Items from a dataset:

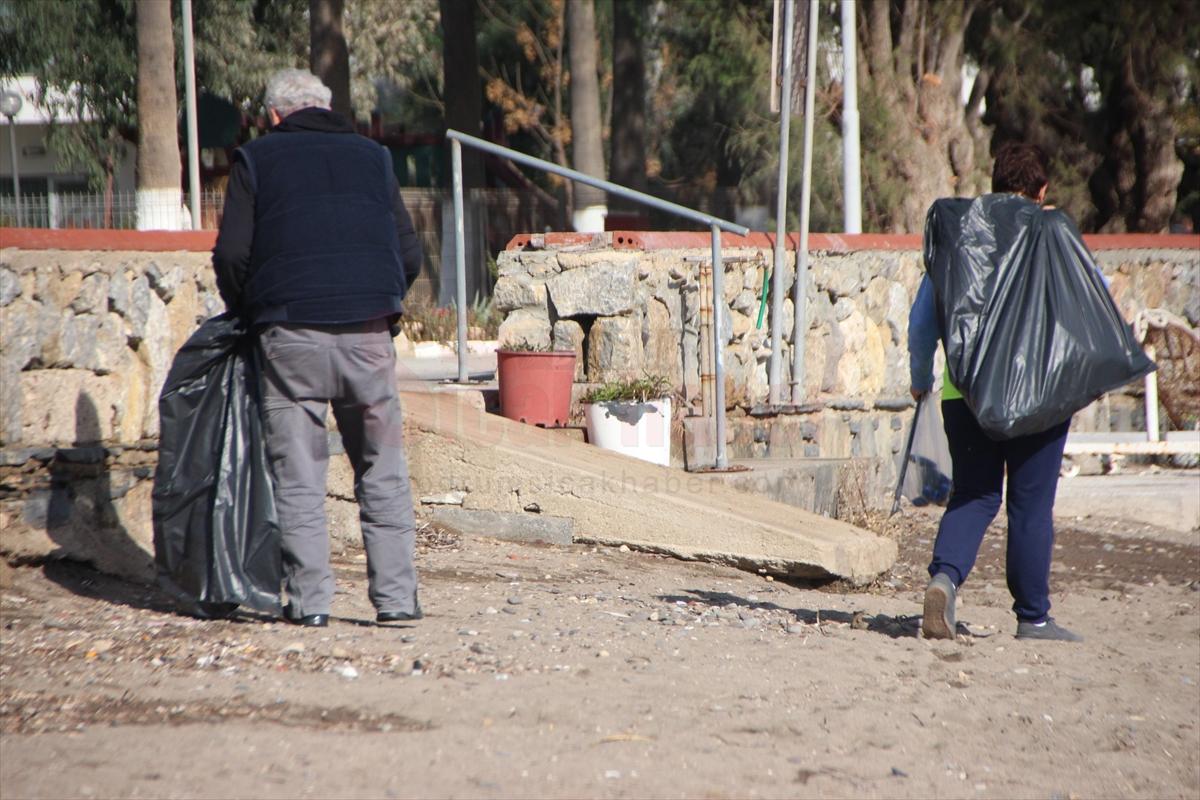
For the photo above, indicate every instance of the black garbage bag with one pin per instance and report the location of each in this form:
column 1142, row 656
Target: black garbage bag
column 1030, row 330
column 215, row 528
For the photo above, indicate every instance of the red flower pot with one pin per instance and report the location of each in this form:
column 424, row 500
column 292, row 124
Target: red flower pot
column 535, row 388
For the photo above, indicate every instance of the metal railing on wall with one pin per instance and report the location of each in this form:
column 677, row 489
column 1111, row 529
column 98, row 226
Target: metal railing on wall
column 715, row 227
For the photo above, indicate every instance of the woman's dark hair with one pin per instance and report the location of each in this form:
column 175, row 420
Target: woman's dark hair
column 1019, row 168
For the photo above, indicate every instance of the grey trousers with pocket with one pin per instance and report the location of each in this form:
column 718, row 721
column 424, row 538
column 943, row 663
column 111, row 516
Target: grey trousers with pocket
column 307, row 368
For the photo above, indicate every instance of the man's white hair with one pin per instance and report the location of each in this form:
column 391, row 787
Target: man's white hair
column 289, row 90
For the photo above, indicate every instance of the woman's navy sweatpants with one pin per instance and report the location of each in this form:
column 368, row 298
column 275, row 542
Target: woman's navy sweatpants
column 1032, row 462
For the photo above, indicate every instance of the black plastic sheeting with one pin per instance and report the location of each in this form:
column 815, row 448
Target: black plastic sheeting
column 215, row 529
column 1030, row 330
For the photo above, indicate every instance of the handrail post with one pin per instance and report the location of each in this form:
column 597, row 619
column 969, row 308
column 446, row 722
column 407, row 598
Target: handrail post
column 775, row 367
column 719, row 347
column 460, row 258
column 799, row 319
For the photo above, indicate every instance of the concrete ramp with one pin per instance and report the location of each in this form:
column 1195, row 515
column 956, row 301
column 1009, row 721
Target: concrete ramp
column 505, row 467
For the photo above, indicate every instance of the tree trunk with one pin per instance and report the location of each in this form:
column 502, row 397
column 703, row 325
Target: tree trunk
column 629, row 22
column 328, row 54
column 587, row 142
column 462, row 90
column 919, row 139
column 160, row 196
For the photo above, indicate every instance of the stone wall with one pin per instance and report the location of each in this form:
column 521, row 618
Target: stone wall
column 629, row 311
column 88, row 338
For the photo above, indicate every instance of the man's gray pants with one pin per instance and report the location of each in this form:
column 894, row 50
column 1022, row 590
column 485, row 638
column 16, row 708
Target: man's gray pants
column 307, row 368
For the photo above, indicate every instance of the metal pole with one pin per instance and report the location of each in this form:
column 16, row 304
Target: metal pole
column 16, row 176
column 777, row 275
column 802, row 253
column 460, row 258
column 1152, row 402
column 193, row 151
column 852, row 186
column 774, row 56
column 719, row 346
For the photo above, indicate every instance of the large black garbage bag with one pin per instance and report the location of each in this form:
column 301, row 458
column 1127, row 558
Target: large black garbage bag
column 1031, row 332
column 215, row 528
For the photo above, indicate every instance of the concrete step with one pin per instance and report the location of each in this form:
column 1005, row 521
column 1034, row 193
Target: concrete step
column 517, row 469
column 809, row 483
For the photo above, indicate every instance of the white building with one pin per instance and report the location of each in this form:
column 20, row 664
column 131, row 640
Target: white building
column 53, row 194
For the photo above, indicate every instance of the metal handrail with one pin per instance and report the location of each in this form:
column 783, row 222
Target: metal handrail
column 707, row 220
column 715, row 226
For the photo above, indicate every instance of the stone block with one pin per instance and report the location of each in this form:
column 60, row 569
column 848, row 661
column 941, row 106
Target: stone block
column 10, row 286
column 751, row 278
column 660, row 343
column 615, row 349
column 515, row 292
column 120, row 293
column 141, row 302
column 19, row 332
column 604, row 288
column 525, row 328
column 70, row 405
column 732, row 287
column 93, row 296
column 738, row 325
column 82, row 518
column 11, row 417
column 745, row 302
column 165, row 280
column 156, row 349
column 568, row 335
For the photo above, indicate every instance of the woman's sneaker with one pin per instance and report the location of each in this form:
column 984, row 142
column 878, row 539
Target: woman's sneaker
column 1049, row 630
column 939, row 619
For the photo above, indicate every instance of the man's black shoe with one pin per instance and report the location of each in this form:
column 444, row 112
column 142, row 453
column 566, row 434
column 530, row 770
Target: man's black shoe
column 215, row 611
column 400, row 617
column 309, row 620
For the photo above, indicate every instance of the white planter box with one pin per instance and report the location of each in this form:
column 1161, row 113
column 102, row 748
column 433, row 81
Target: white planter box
column 637, row 429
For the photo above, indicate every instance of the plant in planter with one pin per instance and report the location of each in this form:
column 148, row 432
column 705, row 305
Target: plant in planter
column 535, row 384
column 631, row 417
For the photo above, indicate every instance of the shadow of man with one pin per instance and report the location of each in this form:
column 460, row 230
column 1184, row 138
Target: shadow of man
column 96, row 554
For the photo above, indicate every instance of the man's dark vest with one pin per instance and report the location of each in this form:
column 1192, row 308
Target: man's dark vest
column 325, row 248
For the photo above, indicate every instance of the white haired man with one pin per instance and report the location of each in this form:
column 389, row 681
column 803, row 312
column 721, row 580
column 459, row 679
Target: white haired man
column 316, row 251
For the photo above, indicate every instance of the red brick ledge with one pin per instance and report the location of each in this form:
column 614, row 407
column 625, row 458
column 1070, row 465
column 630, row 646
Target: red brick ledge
column 646, row 240
column 651, row 240
column 155, row 241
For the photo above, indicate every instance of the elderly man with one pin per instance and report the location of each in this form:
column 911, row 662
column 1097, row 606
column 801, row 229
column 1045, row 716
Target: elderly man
column 316, row 251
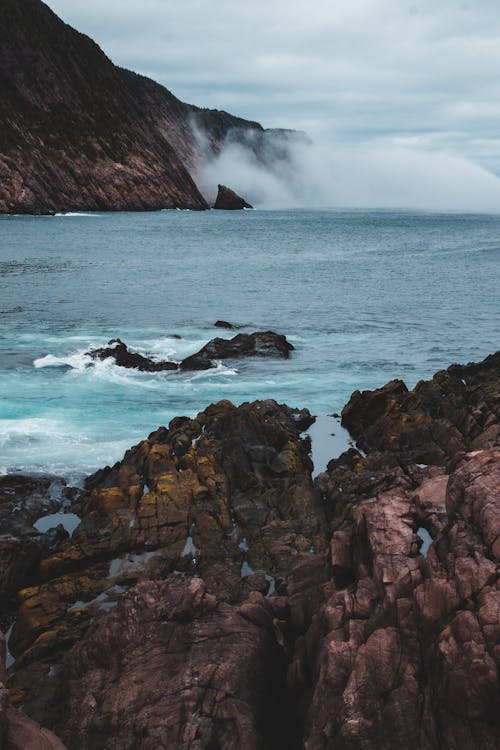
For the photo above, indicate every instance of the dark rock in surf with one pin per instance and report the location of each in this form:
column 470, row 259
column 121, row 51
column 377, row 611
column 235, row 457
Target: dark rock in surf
column 259, row 344
column 123, row 357
column 228, row 200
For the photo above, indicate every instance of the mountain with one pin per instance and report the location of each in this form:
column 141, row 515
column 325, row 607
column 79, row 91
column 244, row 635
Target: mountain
column 79, row 133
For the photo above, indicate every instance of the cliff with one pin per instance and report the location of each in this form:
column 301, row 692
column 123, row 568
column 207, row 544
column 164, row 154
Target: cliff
column 79, row 133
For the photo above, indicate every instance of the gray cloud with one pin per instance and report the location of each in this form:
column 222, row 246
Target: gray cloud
column 372, row 77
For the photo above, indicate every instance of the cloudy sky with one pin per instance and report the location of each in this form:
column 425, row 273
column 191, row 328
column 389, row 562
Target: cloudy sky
column 384, row 76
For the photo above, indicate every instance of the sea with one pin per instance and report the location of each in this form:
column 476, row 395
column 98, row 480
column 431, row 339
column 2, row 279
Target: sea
column 364, row 296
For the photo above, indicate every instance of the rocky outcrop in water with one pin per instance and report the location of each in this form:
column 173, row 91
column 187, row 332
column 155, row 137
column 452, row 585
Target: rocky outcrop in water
column 228, row 200
column 78, row 133
column 259, row 344
column 215, row 596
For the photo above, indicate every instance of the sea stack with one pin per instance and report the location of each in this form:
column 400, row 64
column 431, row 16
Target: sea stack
column 228, row 200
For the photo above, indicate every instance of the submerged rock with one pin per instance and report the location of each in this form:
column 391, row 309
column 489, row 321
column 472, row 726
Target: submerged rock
column 228, row 200
column 23, row 500
column 259, row 344
column 215, row 596
column 213, row 496
column 123, row 357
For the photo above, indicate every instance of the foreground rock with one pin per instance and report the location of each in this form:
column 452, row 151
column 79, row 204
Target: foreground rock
column 404, row 648
column 458, row 410
column 219, row 683
column 123, row 357
column 260, row 344
column 214, row 596
column 228, row 200
column 17, row 731
column 23, row 500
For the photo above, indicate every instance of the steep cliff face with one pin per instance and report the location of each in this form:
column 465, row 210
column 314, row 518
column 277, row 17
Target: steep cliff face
column 79, row 133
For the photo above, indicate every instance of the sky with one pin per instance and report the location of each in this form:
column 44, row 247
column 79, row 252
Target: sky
column 390, row 85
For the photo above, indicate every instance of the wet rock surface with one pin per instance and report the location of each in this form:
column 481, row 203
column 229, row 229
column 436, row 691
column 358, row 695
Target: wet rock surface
column 228, row 200
column 17, row 731
column 23, row 500
column 123, row 357
column 216, row 596
column 259, row 344
column 223, row 496
column 458, row 410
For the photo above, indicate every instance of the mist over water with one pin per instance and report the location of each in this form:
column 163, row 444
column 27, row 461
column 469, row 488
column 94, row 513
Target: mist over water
column 378, row 174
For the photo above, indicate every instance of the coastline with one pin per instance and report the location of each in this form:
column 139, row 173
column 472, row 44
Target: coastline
column 224, row 517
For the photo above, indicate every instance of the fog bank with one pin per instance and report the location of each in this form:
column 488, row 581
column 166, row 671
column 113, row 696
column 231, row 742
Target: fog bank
column 375, row 175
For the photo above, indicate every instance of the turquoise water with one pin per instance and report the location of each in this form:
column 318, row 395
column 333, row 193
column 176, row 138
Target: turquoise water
column 364, row 296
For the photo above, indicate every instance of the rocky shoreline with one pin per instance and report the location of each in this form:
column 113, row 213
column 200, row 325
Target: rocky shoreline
column 218, row 595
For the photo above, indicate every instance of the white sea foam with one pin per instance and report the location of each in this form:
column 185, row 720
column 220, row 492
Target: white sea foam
column 73, row 214
column 216, row 371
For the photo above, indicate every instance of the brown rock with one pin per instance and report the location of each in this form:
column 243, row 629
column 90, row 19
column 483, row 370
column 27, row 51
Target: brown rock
column 228, row 200
column 403, row 638
column 173, row 667
column 458, row 410
column 17, row 731
column 224, row 496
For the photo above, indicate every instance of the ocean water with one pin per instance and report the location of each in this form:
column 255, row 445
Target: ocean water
column 364, row 296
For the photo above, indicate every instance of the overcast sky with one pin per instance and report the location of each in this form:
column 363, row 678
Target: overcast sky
column 422, row 75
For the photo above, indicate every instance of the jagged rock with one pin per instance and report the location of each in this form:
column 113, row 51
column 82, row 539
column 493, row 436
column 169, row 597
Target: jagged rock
column 228, row 200
column 221, row 496
column 17, row 731
column 403, row 651
column 371, row 633
column 458, row 410
column 220, row 683
column 259, row 344
column 22, row 501
column 123, row 357
column 78, row 133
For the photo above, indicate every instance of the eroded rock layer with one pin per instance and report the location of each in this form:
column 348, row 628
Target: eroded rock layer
column 79, row 133
column 215, row 596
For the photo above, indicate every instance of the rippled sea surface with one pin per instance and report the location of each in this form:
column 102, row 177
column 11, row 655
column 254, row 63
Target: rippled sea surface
column 364, row 296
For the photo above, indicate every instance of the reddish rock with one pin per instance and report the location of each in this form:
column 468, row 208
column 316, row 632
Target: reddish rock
column 123, row 357
column 259, row 344
column 17, row 731
column 458, row 410
column 226, row 496
column 403, row 639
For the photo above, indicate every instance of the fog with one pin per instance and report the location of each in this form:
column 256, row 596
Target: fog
column 378, row 175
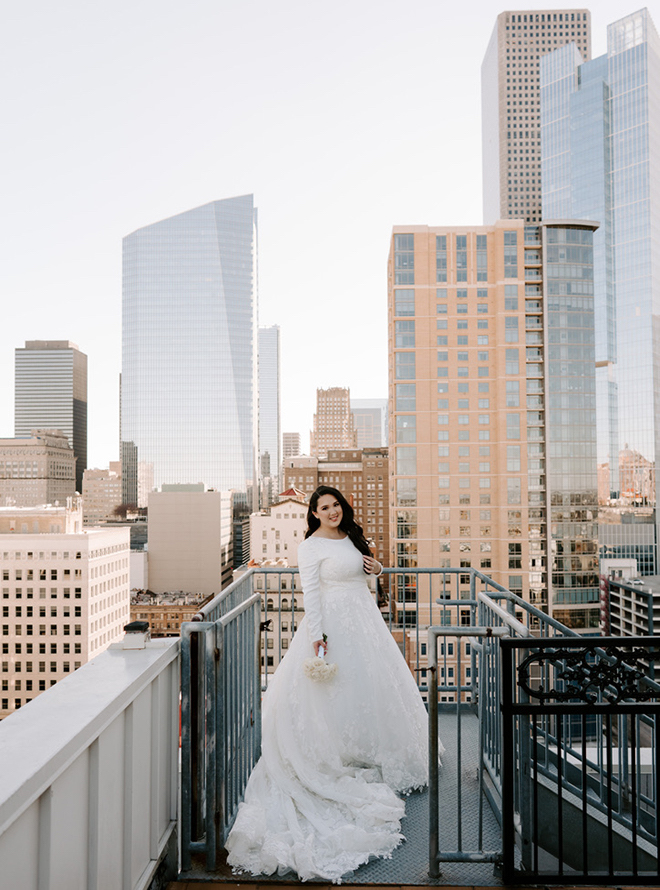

Your goal:
Reproduce the material between the lines holding "For the photo above, indicate every instance of the dark" and "column 372, row 77", inclusive, switching "cliff" to "bluff" and leaving everything else unchanged.

Answer for this exercise:
For the photo above, indicate every instance of the dark rock in surf with one pin per instance and report the location of each in this form:
column 470, row 259
column 121, row 51
column 377, row 611
column 235, row 457
Target: dark rock in surf
column 259, row 344
column 123, row 357
column 228, row 200
For the photo above, indicate every instance of the mountain with one pin per instance and report the location of each in this form:
column 141, row 515
column 325, row 607
column 79, row 91
column 244, row 635
Target: mountain
column 79, row 133
For the photo above, indicate every instance of the bluff with one pin per instance and report the location of each in this form:
column 301, row 692
column 123, row 568
column 207, row 544
column 164, row 154
Target: bluff
column 79, row 133
For the photo above, indicate every instance of the gray cloud with one pin per instance and report the location of each in this form:
column 222, row 246
Target: gray cloud
column 372, row 77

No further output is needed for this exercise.